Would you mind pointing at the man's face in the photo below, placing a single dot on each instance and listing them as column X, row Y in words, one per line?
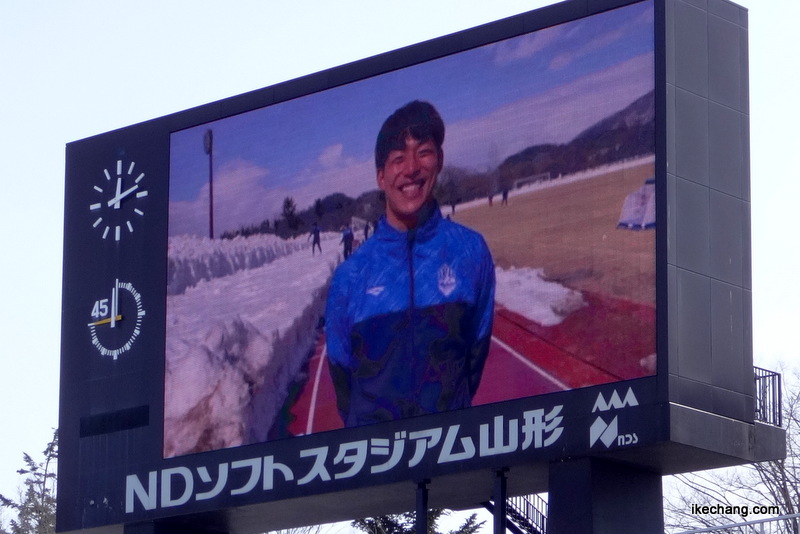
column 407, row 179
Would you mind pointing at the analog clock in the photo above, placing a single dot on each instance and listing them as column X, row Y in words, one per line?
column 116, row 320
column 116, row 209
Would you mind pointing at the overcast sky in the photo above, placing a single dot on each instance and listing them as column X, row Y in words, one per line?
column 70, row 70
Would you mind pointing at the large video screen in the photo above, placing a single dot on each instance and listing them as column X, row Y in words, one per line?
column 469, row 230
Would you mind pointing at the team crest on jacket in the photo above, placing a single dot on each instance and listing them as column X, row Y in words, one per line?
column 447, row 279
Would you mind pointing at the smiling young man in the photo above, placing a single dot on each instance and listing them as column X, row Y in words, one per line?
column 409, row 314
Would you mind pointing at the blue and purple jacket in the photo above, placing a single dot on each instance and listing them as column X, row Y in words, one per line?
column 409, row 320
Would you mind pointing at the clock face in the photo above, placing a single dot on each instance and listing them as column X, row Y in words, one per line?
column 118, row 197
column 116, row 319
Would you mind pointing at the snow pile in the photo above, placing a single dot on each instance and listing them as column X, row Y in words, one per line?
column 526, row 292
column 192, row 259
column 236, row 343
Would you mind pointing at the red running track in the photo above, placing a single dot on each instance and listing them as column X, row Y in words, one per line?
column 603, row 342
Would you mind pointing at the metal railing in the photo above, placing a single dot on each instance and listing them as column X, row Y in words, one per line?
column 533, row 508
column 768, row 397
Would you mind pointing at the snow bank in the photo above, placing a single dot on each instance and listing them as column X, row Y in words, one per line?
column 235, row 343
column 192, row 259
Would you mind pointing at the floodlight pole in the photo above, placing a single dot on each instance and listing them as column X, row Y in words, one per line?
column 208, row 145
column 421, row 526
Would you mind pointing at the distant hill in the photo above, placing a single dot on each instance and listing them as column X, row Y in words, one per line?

┄┄┄┄┄┄┄┄┄┄┄┄┄┄┄┄┄┄┄┄

● **Exercise description**
Please copy out, word for word, the entries from the line with "Would you mind pointing at the clock" to the line with "column 236, row 343", both of those lines included.

● **Correct result**
Would you mind pointing at the clock face in the photo above, placing a single dot on each instance and listing them as column X, row Y in words, one per line?
column 118, row 197
column 116, row 319
Would you mind pointing at the snow pile in the photo above, placing a single dot on each instance and listing them as column X, row Y in words, one per line?
column 526, row 292
column 192, row 259
column 236, row 343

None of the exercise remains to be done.